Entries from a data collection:
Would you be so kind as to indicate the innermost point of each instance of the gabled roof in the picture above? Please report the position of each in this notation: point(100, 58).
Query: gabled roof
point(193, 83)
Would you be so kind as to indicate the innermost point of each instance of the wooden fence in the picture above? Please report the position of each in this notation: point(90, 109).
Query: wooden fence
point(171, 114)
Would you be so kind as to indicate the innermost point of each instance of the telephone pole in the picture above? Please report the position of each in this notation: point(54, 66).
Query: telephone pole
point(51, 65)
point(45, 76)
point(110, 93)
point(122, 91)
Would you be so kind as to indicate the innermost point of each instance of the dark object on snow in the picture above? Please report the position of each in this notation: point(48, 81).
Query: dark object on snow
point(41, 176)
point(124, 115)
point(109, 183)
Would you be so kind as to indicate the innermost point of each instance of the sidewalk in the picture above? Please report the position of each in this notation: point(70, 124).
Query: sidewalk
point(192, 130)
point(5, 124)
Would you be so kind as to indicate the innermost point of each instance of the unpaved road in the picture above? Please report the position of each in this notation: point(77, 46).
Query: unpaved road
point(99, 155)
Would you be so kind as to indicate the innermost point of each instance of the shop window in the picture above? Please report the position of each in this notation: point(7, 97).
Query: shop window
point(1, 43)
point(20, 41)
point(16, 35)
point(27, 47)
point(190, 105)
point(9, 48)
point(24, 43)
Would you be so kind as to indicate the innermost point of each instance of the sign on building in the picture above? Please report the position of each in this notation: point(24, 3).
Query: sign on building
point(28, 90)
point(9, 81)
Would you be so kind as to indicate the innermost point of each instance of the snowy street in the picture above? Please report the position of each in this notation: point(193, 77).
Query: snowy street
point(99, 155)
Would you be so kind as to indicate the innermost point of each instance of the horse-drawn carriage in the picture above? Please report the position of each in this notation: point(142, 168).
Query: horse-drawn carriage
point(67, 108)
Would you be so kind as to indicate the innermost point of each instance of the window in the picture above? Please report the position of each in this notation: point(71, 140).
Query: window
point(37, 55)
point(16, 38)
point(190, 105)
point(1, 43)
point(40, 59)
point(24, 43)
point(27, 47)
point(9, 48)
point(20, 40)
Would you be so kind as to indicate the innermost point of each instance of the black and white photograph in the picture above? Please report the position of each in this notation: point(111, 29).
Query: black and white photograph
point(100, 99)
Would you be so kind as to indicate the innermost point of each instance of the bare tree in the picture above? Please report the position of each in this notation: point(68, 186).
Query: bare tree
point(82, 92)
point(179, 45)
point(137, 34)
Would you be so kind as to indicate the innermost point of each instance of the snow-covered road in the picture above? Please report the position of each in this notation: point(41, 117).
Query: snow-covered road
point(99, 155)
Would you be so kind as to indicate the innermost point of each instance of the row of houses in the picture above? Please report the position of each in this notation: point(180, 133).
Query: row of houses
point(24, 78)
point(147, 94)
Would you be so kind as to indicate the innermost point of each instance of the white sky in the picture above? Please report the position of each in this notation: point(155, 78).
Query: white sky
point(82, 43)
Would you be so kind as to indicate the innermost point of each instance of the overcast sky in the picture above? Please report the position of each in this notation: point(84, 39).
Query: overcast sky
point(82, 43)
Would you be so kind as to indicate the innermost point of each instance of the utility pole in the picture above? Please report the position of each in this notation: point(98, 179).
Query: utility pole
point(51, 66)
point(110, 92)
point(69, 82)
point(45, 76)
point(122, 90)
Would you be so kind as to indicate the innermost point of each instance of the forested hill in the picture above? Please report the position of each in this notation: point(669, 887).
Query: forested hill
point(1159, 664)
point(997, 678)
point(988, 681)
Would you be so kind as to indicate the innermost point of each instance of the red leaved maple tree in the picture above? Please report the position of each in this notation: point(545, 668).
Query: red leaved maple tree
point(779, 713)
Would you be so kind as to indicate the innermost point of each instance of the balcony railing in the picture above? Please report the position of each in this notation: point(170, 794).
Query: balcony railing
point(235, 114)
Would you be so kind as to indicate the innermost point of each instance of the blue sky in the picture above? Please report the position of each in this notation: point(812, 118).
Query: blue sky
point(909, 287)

Written request: Rewrite everything from the line that contains "notation: point(193, 77)." down to the line that contains "point(137, 34)" as a numbered list, skipping any blank lines.

Result:
1. Would you be so kind as to indicate the innermost point of each instance of the snowy street in the picture above? Please report the position of each in this notation: point(193, 77).
2. Query: snowy street
3. point(99, 155)
4. Would you be so kind as to indicate the innermost point of each instance of the horse-drawn carriage in the picture above? Please report the position of each in this notation: point(142, 168).
5. Query: horse-drawn carriage
6. point(67, 108)
7. Would you be so kind as to indicate the innermost point of each instance of the window in the picture above? Please report the position of each in this notation: point(71, 140).
8. Query: window
9. point(37, 55)
10. point(16, 38)
11. point(190, 105)
12. point(1, 43)
13. point(40, 59)
14. point(24, 43)
15. point(27, 47)
16. point(9, 48)
17. point(20, 40)
18. Would you be so kind as to indicate the innermost point of each instance of the black and white photograph in the picture above? Please report the position of each in this notation: point(111, 29).
19. Query: black and white photograph
20. point(100, 99)
21. Would you be so kind as to indicate the innermost point of each instance of the bare tree in the picture above? Please report the position of each in this notation: point(68, 186).
22. Query: bare tree
23. point(82, 92)
24. point(179, 45)
25. point(137, 34)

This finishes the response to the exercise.